Passage provided ▸
****************************************
Data Aggregation: 5 to 30/60 minute#

Prior to 2018, the 30- and 60-minute PSM3 data reflected “instantaneous” values for nominal 4 km pixels. Starting in 2018 when higher resolution (5 minute, 2 km) GOES imagery became available, the 30- and 60-minute values switched to being spatial and temporal averages of the higher-resolution 5-minute data.

This notebook recreates the aggregation performed to calculate the 30- and 60-minute values from the 5-minute values.

Starting with the 30-minute values, the spatial average is easy: each 4 km pixel comprises four 2 km pixels, so get data for the four constituent pixels and average them together. The temporal average is slightly complicated in that, because the 30-minute values are symmetrical averages of seven 5-minute values, some 5-minute values contribute to two separate interval averages. Here’s an ASCII illustration of this concept:

Timestamps: 00 05 10 15 20 25 30 35 40 45 50 55 00 05 10 15 20 25
Interval 1:          --------------------
Interval 2:                            --------------------

The 5-minute value at minute 45 gets incorporated into the average for both 30-minute intervals.

Note that this method does not perfectly recreate the 30-minute values, and I’m not sure that this is actually what happens in the real NSRDB. But it does get pretty close.

[1]:
import pvlib
import matplotlib.pyplot as plt
import pandas as pd
[2]:
lat, lon = 40.005, -80.005

# Be aware that `get_psm3()` uses a different endpoint for interval=5 than it does for interval=30 or 60

kwargs = dict(latitude=lat, longitude=lon, api_key='DEMO_KEY', email='assessingsolar@gmail.com',
              names='2018', map_variables=False, leap_day=True)
[3]:
df_4km30, meta = pvlib.iotools.get_psm3(interval=30, **kwargs)
print('4 km pixel coords:', meta['Latitude'], meta['Longitude'])  # 40.01 -80.02
4 km pixel coords: 40.01 -80.02
[4]:
df_2km1, meta = pvlib.iotools.get_psm3(interval=5, **kwargs)
print('2 km pixel coords:', meta['Latitude'], meta['Longitude'])  # 40.00 -80.01
2 km pixel coords: 40.0 -80.01

So the center of the outer 4 km pixel is North and West of the center of the inner 2 km pixel. That means the other three inner 2km pixels in this 4 km pixel are North, West, and North-West of this one. Since the 2 km pixels are 0.02 degrees on a side, that means stepping 0.02 degrees will get us the neighbor pixels:

[5]:
kwargs['latitude'] = lat
kwargs['longitude'] = lon - 0.02  # one pixel west
df_2km2, meta = pvlib.iotools.get_psm3(interval=5, **kwargs)
****************************************
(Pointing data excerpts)
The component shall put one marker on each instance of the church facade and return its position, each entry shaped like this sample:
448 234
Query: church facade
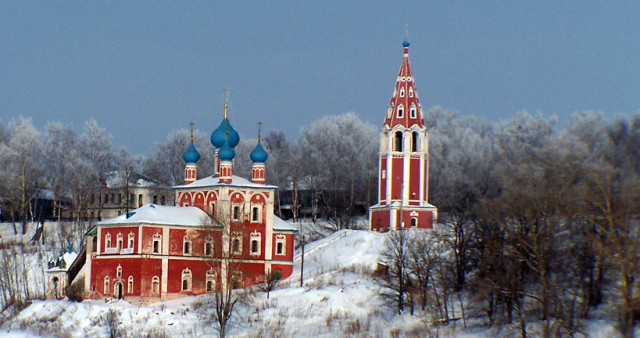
403 175
221 233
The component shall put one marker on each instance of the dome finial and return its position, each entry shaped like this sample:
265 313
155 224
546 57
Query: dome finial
226 105
406 44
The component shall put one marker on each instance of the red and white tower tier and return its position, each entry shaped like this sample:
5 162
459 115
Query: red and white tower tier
****************************************
Required work ▸
• A. Please condense the paragraph in the aggregation notebook that begins "Prior to 2018, the 30- and 60-minute PSM3 data" into a short bulleted list that keeps its main facts.
• B. In the aggregation notebook, how many 5-minute values make up each symmetrical 30-minute average?
These records have no connection to the aggregation notebook.

Responses ▸
• A.
- Before 2018: 30- and 60-minute PSM3 data were "instantaneous" values for nominal 4 km pixels.
- From 2018: higher-resolution GOES imagery (5 minute, 2 km) became available.
- Since then: 30- and 60-minute values are spatial and temporal averages of the 5-minute data.

• B. Seven.